-- WORK TO COMPLETE --
Please copy out the listing below in full and exactly.
::: SOURCE MATERIAL
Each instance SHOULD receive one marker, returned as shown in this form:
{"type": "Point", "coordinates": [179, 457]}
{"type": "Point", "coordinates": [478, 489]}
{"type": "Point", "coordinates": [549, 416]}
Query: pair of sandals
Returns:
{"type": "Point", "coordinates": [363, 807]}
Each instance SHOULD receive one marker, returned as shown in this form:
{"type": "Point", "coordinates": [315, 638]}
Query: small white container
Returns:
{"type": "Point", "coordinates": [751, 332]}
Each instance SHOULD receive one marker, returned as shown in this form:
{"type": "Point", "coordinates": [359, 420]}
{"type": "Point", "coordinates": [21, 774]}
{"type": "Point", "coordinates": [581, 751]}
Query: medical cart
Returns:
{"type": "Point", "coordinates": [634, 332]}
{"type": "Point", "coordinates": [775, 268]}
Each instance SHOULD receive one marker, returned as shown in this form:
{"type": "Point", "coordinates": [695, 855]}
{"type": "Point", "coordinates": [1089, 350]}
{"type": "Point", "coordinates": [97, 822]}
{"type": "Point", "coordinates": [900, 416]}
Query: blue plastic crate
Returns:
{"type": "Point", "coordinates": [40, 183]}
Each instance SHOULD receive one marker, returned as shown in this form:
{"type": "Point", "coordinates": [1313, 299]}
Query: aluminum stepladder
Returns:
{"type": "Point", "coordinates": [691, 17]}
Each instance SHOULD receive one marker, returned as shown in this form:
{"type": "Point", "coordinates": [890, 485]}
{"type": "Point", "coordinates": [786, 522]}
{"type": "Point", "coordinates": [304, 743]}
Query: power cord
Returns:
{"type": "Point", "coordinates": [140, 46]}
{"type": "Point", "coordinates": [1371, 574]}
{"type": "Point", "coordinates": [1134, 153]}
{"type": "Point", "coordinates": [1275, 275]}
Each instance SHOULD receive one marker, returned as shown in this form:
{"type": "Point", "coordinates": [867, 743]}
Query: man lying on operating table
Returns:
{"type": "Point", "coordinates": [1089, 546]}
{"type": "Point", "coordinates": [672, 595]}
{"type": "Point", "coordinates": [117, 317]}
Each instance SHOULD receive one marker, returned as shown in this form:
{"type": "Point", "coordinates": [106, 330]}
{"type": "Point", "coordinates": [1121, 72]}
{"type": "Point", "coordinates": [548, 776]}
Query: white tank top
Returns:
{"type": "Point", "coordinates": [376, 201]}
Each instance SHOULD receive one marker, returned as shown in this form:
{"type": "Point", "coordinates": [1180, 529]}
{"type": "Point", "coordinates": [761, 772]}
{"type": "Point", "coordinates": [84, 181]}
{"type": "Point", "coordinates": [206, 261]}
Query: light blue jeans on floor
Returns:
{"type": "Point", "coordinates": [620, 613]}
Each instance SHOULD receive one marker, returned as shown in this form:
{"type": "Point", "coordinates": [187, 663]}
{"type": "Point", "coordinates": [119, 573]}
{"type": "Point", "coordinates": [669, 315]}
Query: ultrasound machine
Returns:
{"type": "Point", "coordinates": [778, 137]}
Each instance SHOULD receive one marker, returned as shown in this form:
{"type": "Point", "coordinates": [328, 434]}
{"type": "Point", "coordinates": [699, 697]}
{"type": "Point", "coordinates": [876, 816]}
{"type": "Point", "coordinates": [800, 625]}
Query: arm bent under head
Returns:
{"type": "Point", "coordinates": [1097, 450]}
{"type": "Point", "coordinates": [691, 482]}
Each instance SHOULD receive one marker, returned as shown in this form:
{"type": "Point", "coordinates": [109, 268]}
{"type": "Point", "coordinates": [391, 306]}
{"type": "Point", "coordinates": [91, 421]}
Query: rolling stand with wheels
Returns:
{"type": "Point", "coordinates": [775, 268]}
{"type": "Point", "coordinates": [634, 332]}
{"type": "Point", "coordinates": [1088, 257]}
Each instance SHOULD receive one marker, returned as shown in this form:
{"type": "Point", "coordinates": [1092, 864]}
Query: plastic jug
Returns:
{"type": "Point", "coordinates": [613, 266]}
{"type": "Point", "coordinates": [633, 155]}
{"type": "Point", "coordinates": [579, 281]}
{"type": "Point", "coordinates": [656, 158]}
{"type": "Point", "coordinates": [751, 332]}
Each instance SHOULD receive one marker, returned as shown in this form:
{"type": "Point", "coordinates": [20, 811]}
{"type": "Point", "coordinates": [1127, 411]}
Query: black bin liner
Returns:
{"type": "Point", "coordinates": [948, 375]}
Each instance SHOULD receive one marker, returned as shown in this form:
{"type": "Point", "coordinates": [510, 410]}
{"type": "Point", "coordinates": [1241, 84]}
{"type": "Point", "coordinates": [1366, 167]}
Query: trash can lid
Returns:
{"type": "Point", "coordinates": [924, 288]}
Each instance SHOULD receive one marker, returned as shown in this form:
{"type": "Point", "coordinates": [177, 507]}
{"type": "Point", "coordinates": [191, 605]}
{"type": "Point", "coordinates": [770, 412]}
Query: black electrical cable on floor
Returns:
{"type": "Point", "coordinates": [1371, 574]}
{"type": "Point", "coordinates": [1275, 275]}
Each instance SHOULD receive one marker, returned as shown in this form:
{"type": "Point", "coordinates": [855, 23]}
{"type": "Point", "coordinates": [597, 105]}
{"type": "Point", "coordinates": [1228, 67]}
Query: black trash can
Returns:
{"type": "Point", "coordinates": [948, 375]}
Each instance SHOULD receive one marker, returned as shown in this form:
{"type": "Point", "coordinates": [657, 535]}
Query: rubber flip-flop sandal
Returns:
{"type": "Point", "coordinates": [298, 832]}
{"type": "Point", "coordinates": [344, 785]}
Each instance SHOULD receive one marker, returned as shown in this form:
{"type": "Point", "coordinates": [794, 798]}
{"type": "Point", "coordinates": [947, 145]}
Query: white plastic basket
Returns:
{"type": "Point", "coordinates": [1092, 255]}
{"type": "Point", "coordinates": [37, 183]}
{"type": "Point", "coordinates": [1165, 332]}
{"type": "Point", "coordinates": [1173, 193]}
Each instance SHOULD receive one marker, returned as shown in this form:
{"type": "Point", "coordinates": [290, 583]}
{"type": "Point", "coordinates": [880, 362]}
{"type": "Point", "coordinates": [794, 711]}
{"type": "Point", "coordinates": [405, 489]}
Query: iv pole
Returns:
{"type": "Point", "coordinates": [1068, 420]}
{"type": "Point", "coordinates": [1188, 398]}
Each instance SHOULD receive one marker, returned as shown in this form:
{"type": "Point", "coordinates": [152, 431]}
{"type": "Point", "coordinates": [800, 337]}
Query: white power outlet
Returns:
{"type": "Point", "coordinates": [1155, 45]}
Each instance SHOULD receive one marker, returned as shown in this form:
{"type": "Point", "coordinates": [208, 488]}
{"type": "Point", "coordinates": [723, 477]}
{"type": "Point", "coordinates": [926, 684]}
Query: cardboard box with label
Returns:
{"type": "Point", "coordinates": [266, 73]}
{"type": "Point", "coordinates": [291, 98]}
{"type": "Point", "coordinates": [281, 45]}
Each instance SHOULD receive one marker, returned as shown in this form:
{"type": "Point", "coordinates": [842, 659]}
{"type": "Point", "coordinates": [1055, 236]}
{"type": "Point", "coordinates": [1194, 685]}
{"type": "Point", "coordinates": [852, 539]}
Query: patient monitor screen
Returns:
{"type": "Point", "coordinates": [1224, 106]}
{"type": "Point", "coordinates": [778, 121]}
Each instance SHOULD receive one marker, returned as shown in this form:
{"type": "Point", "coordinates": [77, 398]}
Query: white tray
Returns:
::::::
-- YOUR SOLUTION --
Each instance SHOULD receive one marker, returned as shown in this form:
{"type": "Point", "coordinates": [179, 457]}
{"type": "Point", "coordinates": [478, 489]}
{"type": "Point", "coordinates": [549, 416]}
Query: pair of sandals
Returns:
{"type": "Point", "coordinates": [363, 807]}
Each instance SHOULD receive one marker, returned as shown in this form:
{"type": "Point", "coordinates": [315, 638]}
Query: small white container
Returns:
{"type": "Point", "coordinates": [751, 332]}
Each instance SHOULD receive one marker, returned as shown in this form:
{"type": "Point", "coordinates": [359, 420]}
{"type": "Point", "coordinates": [21, 774]}
{"type": "Point", "coordinates": [581, 751]}
Query: medical cart
Returns:
{"type": "Point", "coordinates": [634, 332]}
{"type": "Point", "coordinates": [775, 268]}
Each instance SHOULD receive one marker, returned as shown in this form:
{"type": "Point", "coordinates": [695, 855]}
{"type": "Point", "coordinates": [1089, 350]}
{"type": "Point", "coordinates": [97, 822]}
{"type": "Point", "coordinates": [900, 416]}
Query: blue plastic crate
Returns:
{"type": "Point", "coordinates": [40, 183]}
Each instance SHOULD receive one marker, returned as shown in this form:
{"type": "Point", "coordinates": [1313, 299]}
Query: aluminum stepladder
Returns:
{"type": "Point", "coordinates": [691, 17]}
Each instance SHOULD receive one marker, returned as shown in this form:
{"type": "Point", "coordinates": [890, 485]}
{"type": "Point", "coordinates": [786, 522]}
{"type": "Point", "coordinates": [304, 743]}
Query: power cord
Returns:
{"type": "Point", "coordinates": [140, 46]}
{"type": "Point", "coordinates": [1371, 574]}
{"type": "Point", "coordinates": [1134, 153]}
{"type": "Point", "coordinates": [1275, 275]}
Each instance SHOULD receive one marker, returned as shown in this form:
{"type": "Point", "coordinates": [867, 743]}
Query: man lying on operating table
Returns:
{"type": "Point", "coordinates": [1089, 546]}
{"type": "Point", "coordinates": [672, 595]}
{"type": "Point", "coordinates": [117, 317]}
Each instance SHOULD receive one marker, returned as shown in this form:
{"type": "Point", "coordinates": [106, 330]}
{"type": "Point", "coordinates": [1121, 72]}
{"type": "Point", "coordinates": [548, 776]}
Query: white tank top
Returns:
{"type": "Point", "coordinates": [376, 201]}
Each instance SHOULD receive one marker, returned as shown in this form:
{"type": "Point", "coordinates": [1180, 529]}
{"type": "Point", "coordinates": [761, 772]}
{"type": "Point", "coordinates": [84, 181]}
{"type": "Point", "coordinates": [206, 261]}
Query: light blue jeans on floor
Returns:
{"type": "Point", "coordinates": [620, 613]}
Each instance SHOULD receive one marker, returned as shown in this form:
{"type": "Point", "coordinates": [187, 663]}
{"type": "Point", "coordinates": [119, 573]}
{"type": "Point", "coordinates": [669, 315]}
Query: ultrasound machine
Returns:
{"type": "Point", "coordinates": [778, 137]}
Each instance SHOULD receive one marker, returned as shown in this form:
{"type": "Point", "coordinates": [328, 434]}
{"type": "Point", "coordinates": [699, 697]}
{"type": "Point", "coordinates": [876, 816]}
{"type": "Point", "coordinates": [800, 625]}
Query: arm bent under head
Returns:
{"type": "Point", "coordinates": [1097, 450]}
{"type": "Point", "coordinates": [691, 482]}
Each instance SHOULD receive one marker, returned as shown in this form:
{"type": "Point", "coordinates": [109, 268]}
{"type": "Point", "coordinates": [391, 306]}
{"type": "Point", "coordinates": [91, 421]}
Query: rolling stand with wheels
Returns:
{"type": "Point", "coordinates": [775, 268]}
{"type": "Point", "coordinates": [634, 332]}
{"type": "Point", "coordinates": [1088, 257]}
Each instance SHOULD receive one marker, returned as shown in this form:
{"type": "Point", "coordinates": [1092, 864]}
Query: plastic jug
Returns:
{"type": "Point", "coordinates": [613, 266]}
{"type": "Point", "coordinates": [633, 155]}
{"type": "Point", "coordinates": [579, 281]}
{"type": "Point", "coordinates": [656, 158]}
{"type": "Point", "coordinates": [751, 332]}
Each instance SHOULD receive one marker, returned as shown in this form:
{"type": "Point", "coordinates": [20, 811]}
{"type": "Point", "coordinates": [1127, 411]}
Query: black bin liner
Returns:
{"type": "Point", "coordinates": [948, 375]}
Each instance SHOULD receive one marker, returned as shown in this form:
{"type": "Point", "coordinates": [510, 410]}
{"type": "Point", "coordinates": [1241, 84]}
{"type": "Point", "coordinates": [1366, 167]}
Query: trash can lid
Returns:
{"type": "Point", "coordinates": [924, 288]}
Each instance SHOULD receive one marker, returned as shown in this form:
{"type": "Point", "coordinates": [177, 507]}
{"type": "Point", "coordinates": [191, 605]}
{"type": "Point", "coordinates": [770, 412]}
Query: black electrical cable on floor
Returns:
{"type": "Point", "coordinates": [1371, 574]}
{"type": "Point", "coordinates": [1275, 275]}
Each instance SHOULD receive one marker, returned as shown in this form:
{"type": "Point", "coordinates": [855, 23]}
{"type": "Point", "coordinates": [597, 105]}
{"type": "Point", "coordinates": [1228, 67]}
Query: black trash can
Returns:
{"type": "Point", "coordinates": [948, 375]}
Each instance SHOULD receive one marker, returned as shown in this form:
{"type": "Point", "coordinates": [657, 535]}
Query: rubber flip-flop sandal
Returns:
{"type": "Point", "coordinates": [298, 832]}
{"type": "Point", "coordinates": [344, 785]}
Each instance SHOULD receive one marker, returned as shown in this form:
{"type": "Point", "coordinates": [794, 798]}
{"type": "Point", "coordinates": [947, 145]}
Query: white plastic basket
Returns:
{"type": "Point", "coordinates": [1092, 255]}
{"type": "Point", "coordinates": [37, 183]}
{"type": "Point", "coordinates": [1165, 332]}
{"type": "Point", "coordinates": [1173, 193]}
Each instance SHOULD receive one marker, returned as shown in this form:
{"type": "Point", "coordinates": [290, 583]}
{"type": "Point", "coordinates": [880, 362]}
{"type": "Point", "coordinates": [794, 711]}
{"type": "Point", "coordinates": [405, 489]}
Query: iv pole
Returns:
{"type": "Point", "coordinates": [1068, 420]}
{"type": "Point", "coordinates": [1188, 398]}
Each instance SHOULD receive one marker, returned as shown in this form:
{"type": "Point", "coordinates": [152, 431]}
{"type": "Point", "coordinates": [800, 337]}
Query: white power outlet
Returns:
{"type": "Point", "coordinates": [1155, 45]}
Each instance SHOULD receive one marker, returned as shown in this form:
{"type": "Point", "coordinates": [208, 488]}
{"type": "Point", "coordinates": [723, 477]}
{"type": "Point", "coordinates": [926, 684]}
Query: cardboard box with label
Returns:
{"type": "Point", "coordinates": [266, 73]}
{"type": "Point", "coordinates": [291, 98]}
{"type": "Point", "coordinates": [281, 45]}
Each instance SHOULD receive one marker, returned as shown in this form:
{"type": "Point", "coordinates": [842, 659]}
{"type": "Point", "coordinates": [1055, 236]}
{"type": "Point", "coordinates": [1194, 685]}
{"type": "Point", "coordinates": [852, 539]}
Query: patient monitor screen
Returns:
{"type": "Point", "coordinates": [1224, 106]}
{"type": "Point", "coordinates": [778, 121]}
Each instance SHOULD receive one marker, returned as shown in this form:
{"type": "Point", "coordinates": [77, 398]}
Query: white tray
Returns:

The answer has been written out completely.